YOUR OBJECTIVE:
Rewrite the entries below, changing "autumn" to "fall" and keeping every other line the same. Leave the pictures out of your answer.

....................

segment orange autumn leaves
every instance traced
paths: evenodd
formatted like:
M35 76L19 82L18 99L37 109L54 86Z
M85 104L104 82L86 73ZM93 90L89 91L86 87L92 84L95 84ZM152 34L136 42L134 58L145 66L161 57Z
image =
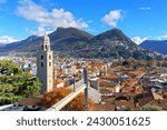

....................

RESULT:
segment orange fall leaves
every instance traced
paths: evenodd
formatted like:
M35 76L19 82L18 99L37 109L54 86Z
M85 104L104 82L86 73ZM93 90L89 91L86 87L92 84L95 84ZM152 34L136 42L134 58L145 66L161 57Z
image =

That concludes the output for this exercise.